- EXTRACT TO READ -
•••

This talk presents a research and teaching program that advances design as a mode of engineering inquiry. Emerging computational, artificial intelligence, and fabrication tools are integrated directly into design workflows so that human intent, engineering performance, and material constraints can be considered simultaneously. Generative and multi-objective methods enable designers to explore trade-offs among structural efficiency, spatial quality, and environmental impact. Multimodal AI systems interpret sketches, language, and qualitative goals, translating them into alternatives grounded in physics-based analysis. Interactive interfaces connect geometric exploration with real-time performance feedback, reshaping the relationship between creative reasoning and engineering evaluation.
The work extends beyond digital models into physical realization. Robotic assembly, low-carbon concrete geometries, and algorithmic reuse of salvaged materials demonstrate how computational design can operate within real supply chains, new policy landscapes, and evolving construction economics. Across scales from material components to building and urban systems, these projects suggest that responding to the climate crisis is not only a technical challenge but a design opportunity. By integrating human creativity, engineering rigor, and material intelligence, design becomes a means of negotiating the future of the built environment in balance with natural systems.
Bio:
Caitlin Mueller is an Associate Professor at MIT with appointments in Architecture and Civil and Environmental Engineering. She leads the Digital Structures research group, directs the Building Technology program, and serves as Associate Director of the MIT Climate and Sustainability Consortium. Trained at MIT and Stanford in architecture, structural engineering, computation, and building technology, she joined the MIT faculty in 2014.
Her research advances computational design and digital fabrication methods that integrate engineering performance, material systems, and artificial intelligence to shape innovative, high-performing buildings and structures. Across research and teaching, she develops design approaches that connect structural efficiency, sustainability, and expressive form.
Her work has received major recognition, including the ACADIA Innovative Research Award of Excellence, the ACSA Diversity Achievement Award, seven best paper awards, and Architectural Record’s inaugural Innovator of the Year distinction in 2025. She has published more than 150 peer-reviewed papers, and her research has been realized in built projects including the Sueños con Tierra y Concreto pavilion (Mexico City, 2022), four installations at the 2025 Venice Biennale, and Janet Echelman’s Remembering the Future sculpture at the MIT Museum (2025). She is co-founder of Forma Systems and Pixelframe, startups translating computational and circular structural design research into practice.

•••

- ITEMS -
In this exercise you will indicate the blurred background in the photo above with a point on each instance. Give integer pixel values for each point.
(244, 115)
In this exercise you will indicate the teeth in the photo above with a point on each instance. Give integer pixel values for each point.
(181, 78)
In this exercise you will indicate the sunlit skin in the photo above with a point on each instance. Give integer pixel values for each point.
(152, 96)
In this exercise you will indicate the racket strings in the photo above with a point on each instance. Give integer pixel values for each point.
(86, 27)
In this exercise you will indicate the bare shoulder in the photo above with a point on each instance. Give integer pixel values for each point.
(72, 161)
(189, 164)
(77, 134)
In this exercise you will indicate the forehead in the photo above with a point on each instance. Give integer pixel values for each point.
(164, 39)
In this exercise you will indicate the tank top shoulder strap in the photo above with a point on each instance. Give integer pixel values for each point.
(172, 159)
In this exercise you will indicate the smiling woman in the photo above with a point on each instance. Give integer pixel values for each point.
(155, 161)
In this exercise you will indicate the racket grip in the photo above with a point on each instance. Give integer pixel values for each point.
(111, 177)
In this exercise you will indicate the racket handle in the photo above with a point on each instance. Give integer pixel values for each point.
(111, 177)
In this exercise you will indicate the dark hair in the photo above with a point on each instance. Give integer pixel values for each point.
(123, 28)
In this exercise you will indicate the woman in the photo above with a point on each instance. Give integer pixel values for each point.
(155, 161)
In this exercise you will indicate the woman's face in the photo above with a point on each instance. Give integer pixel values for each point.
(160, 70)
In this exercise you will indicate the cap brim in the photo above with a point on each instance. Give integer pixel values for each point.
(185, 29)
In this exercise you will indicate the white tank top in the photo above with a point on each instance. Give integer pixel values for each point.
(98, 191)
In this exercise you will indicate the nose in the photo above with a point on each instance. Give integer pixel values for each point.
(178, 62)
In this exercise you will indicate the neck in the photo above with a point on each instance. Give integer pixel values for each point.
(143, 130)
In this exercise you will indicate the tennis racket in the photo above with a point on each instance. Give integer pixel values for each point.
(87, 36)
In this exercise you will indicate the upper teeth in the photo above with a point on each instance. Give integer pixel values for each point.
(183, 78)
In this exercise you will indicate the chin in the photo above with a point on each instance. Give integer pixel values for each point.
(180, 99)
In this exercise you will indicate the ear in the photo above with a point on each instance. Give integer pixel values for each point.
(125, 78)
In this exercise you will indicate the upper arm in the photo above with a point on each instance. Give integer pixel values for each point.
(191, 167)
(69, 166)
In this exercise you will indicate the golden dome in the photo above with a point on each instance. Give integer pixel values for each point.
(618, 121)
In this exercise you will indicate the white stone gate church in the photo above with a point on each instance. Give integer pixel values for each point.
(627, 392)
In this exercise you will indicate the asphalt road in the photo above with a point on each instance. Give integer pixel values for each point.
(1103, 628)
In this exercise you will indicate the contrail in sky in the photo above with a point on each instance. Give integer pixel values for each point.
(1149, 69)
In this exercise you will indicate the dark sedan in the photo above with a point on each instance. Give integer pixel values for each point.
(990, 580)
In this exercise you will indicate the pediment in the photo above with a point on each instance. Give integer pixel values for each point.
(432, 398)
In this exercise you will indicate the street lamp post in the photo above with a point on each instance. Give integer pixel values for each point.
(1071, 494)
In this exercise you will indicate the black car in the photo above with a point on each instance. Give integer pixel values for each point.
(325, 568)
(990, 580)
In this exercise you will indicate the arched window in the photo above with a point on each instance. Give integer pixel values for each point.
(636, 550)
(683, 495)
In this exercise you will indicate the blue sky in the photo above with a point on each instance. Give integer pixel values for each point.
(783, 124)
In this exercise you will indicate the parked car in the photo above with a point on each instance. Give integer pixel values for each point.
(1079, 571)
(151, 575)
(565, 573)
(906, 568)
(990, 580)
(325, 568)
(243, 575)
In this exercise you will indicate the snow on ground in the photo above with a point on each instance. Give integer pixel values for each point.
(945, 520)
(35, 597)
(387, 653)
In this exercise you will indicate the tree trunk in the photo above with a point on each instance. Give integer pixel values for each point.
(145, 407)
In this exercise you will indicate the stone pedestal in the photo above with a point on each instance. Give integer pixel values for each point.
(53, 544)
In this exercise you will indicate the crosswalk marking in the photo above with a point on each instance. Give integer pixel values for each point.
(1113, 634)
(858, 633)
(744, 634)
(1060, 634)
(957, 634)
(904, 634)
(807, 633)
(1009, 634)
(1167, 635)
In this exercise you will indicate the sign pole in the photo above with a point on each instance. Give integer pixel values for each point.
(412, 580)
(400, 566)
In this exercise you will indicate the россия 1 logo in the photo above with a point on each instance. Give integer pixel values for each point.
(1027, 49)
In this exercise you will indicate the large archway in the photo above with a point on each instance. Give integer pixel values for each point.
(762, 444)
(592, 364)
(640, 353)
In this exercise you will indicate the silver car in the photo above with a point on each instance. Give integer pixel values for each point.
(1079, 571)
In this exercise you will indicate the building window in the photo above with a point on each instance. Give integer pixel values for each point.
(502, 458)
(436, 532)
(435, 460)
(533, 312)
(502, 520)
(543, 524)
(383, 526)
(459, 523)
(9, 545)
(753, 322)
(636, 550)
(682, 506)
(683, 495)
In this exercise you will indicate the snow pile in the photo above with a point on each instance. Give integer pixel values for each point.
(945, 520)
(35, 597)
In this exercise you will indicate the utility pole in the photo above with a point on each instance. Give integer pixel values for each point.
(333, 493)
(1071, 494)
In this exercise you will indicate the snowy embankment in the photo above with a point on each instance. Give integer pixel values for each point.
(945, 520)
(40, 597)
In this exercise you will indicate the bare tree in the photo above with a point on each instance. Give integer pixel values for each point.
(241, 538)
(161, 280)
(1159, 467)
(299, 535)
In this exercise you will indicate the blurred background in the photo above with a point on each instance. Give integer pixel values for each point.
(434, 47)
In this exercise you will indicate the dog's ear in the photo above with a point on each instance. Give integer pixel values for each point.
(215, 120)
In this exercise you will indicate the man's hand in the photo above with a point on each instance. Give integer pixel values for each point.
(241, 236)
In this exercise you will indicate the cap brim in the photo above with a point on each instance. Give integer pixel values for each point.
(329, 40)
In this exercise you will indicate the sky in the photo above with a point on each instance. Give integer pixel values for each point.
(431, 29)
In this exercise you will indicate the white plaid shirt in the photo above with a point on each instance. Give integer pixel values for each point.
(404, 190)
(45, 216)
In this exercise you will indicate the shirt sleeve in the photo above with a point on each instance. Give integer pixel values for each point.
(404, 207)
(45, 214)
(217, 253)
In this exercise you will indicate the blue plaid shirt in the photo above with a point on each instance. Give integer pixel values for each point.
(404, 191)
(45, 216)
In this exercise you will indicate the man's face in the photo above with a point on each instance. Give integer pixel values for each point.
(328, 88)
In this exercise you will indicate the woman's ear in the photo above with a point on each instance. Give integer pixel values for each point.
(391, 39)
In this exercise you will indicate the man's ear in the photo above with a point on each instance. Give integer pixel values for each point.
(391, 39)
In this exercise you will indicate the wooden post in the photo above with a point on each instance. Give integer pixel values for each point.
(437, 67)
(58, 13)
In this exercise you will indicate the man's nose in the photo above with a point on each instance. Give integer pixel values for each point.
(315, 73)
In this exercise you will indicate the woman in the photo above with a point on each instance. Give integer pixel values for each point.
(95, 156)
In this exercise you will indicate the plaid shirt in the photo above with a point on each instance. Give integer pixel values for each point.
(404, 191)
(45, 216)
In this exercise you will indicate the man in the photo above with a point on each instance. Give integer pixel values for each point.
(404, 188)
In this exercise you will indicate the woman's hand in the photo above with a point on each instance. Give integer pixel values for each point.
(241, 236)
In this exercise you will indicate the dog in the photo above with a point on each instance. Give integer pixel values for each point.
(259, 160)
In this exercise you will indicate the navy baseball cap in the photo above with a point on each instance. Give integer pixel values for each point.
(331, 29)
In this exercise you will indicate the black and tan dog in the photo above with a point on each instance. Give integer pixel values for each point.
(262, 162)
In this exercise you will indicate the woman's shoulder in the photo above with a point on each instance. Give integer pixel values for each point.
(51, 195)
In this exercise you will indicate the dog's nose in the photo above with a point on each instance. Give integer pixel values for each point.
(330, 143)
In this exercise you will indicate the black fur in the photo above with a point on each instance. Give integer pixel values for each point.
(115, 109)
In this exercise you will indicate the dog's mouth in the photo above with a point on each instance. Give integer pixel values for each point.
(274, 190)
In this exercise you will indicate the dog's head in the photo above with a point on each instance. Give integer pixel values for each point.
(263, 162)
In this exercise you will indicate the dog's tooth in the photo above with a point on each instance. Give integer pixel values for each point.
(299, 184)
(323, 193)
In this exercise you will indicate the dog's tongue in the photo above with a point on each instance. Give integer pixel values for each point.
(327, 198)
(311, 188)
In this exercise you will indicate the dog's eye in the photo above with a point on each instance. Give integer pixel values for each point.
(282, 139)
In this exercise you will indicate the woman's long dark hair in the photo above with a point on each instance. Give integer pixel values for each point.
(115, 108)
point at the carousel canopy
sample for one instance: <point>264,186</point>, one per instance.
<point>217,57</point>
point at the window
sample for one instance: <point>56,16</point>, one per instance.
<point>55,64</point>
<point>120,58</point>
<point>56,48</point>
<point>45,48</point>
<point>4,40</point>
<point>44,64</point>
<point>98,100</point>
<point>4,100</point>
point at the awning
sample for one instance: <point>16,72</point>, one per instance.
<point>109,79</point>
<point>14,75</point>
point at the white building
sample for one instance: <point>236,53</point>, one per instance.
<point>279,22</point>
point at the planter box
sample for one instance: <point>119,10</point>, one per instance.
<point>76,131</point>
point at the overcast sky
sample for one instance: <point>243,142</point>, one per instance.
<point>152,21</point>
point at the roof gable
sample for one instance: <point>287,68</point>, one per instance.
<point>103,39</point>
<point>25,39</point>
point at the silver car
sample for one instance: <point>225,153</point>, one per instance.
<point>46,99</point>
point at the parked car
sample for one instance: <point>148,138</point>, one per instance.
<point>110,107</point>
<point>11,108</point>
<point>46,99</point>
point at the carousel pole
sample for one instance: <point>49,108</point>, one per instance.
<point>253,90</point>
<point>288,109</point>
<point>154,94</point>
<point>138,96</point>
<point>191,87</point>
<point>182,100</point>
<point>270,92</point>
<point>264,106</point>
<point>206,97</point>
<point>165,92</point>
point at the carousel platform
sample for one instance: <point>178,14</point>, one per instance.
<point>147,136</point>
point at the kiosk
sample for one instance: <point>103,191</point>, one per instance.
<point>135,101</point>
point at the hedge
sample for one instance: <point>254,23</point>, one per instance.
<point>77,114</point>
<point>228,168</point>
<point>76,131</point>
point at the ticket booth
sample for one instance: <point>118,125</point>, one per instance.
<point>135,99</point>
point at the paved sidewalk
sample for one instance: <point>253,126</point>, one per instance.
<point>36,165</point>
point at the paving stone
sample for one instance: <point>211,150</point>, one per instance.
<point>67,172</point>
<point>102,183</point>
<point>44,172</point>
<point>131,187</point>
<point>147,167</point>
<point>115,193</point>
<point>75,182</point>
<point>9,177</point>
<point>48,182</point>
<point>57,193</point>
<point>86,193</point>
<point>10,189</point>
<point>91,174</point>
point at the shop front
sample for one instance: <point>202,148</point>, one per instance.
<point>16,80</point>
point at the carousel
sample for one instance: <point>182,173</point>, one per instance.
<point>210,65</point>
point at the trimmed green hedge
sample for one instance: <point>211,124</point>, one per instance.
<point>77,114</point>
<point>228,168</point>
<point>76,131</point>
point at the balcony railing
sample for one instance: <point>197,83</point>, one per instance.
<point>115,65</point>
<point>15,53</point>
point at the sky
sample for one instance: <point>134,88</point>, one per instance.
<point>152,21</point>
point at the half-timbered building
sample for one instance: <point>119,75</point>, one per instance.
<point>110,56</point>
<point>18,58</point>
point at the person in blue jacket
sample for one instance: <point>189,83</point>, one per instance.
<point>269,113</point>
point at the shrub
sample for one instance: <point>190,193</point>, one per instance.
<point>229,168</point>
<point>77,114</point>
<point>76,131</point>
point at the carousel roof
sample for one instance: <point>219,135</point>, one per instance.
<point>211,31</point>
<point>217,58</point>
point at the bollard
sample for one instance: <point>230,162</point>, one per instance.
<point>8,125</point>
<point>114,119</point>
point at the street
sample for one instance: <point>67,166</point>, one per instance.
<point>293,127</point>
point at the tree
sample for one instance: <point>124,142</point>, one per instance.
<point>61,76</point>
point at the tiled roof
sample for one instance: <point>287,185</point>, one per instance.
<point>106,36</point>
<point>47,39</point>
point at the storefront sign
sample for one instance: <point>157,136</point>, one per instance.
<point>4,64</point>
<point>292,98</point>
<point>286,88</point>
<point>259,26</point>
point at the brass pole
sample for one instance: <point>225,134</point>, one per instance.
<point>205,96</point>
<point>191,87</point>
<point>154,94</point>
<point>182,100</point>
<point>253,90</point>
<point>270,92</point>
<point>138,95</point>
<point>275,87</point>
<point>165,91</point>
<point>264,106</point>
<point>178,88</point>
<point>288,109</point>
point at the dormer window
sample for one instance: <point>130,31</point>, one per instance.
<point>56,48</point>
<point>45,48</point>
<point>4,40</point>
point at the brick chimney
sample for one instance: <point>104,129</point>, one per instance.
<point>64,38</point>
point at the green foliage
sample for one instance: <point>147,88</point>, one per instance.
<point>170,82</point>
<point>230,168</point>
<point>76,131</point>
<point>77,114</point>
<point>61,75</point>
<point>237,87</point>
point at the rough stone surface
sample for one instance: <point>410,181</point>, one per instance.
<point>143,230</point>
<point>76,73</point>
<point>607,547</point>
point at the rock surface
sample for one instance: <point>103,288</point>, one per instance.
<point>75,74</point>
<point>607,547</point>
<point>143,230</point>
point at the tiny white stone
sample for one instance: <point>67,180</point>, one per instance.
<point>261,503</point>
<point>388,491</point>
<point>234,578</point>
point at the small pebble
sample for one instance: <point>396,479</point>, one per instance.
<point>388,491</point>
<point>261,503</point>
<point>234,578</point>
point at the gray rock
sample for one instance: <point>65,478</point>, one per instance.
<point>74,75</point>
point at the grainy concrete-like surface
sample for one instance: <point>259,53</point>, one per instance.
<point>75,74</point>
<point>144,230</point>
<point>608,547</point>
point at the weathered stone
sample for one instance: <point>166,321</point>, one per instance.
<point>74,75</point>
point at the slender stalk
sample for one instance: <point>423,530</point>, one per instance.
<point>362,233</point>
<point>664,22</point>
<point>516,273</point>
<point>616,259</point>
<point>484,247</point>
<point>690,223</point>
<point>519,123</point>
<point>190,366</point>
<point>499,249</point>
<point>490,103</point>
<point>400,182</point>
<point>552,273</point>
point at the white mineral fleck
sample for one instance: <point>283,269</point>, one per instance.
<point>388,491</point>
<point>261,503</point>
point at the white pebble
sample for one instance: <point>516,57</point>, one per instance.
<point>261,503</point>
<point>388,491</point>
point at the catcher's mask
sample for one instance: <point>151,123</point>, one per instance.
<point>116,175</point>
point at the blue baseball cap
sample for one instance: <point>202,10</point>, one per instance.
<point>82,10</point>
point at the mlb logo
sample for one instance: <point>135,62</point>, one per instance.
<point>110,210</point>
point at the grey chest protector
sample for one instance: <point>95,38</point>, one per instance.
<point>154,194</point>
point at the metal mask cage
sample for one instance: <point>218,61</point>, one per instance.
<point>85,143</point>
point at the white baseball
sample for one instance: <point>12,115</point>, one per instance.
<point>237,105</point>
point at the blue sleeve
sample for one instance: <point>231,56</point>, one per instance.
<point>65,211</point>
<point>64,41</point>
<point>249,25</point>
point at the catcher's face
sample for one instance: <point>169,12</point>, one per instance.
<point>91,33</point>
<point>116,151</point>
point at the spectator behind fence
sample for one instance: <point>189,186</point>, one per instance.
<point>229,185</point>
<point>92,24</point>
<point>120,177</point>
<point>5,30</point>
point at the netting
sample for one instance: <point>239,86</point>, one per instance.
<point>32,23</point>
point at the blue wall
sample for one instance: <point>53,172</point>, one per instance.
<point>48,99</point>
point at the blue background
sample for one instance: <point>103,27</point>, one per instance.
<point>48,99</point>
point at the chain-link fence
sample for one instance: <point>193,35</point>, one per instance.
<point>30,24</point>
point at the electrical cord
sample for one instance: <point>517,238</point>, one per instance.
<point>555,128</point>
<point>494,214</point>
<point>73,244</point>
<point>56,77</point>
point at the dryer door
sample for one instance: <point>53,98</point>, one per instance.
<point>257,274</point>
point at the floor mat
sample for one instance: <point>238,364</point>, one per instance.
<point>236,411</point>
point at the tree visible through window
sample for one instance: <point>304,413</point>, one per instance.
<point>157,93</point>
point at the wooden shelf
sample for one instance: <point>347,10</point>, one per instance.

•••

- EXERCISE A -
Rewrite the part of the talk description that opens with the words containing "This talk presents" and closes with "and engineering evaluation.", putting "tensions" in place of "trade-offs".
- EXERCISE B -
Decide whether each statement agrees with the talk description, answering yes or no and quoting the words that settle it.
(i) Mueller joined the MIT faculty in 2014.
(ii) Mueller has published fewer than 100 peer-reviewed papers.
(iii) The Sueños con Tierra y Concreto pavilion was built in Venice.
- EXERCISE C -
Answer these questions from the talk description.
(i) Which research group does Mueller lead?
(ii) What do multimodal AI systems interpret?
(iii) Which two startups did Mueller co-found?

- SOLUTION A -
This talk presents a research and teaching program that advances design as a mode of engineering inquiry. Emerging computational, artificial intelligence, and fabrication tools are integrated directly into design workflows so that human intent, engineering performance, and material constraints can be considered simultaneously. Generative and multi-objective methods enable designers to explore tensions among structural efficiency, spatial quality, and environmental impact. Multimodal AI systems interpret sketches, language, and qualitative goals, translating them into alternatives grounded in physics-based analysis. Interactive interfaces connect geometric exploration with real-time performance feedback, reshaping the relationship between creative reasoning and engineering evaluation.

- SOLUTION B -
(i) Yes: "she joined the MIT faculty in 2014"
(ii) No: "She has published more than 150 peer-reviewed papers"
(iii) No: "the Sueños con Tierra y Concreto pavilion (Mexico City, 2022)"

- SOLUTION C -
(i) The Digital Structures research group
(ii) Sketches, language, and qualitative goals
(iii) Forma Systems and Pixelframe